··· The data ···

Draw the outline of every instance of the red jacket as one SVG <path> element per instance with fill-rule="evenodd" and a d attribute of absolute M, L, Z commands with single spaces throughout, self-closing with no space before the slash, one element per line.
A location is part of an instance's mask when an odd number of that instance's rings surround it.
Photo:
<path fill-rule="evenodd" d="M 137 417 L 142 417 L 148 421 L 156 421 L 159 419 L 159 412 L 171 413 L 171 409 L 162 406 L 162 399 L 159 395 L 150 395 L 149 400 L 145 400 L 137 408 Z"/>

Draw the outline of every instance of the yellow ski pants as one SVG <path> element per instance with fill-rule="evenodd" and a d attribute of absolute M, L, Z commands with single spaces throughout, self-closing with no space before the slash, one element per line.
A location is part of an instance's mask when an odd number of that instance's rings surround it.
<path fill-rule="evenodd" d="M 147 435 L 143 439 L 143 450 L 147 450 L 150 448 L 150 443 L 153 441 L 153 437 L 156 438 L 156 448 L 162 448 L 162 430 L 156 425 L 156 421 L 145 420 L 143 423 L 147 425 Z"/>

···

▶ What you should do: State how many lines in the material include the string "closing". Nothing other than the number is wanted.

▶ Exercise result: 2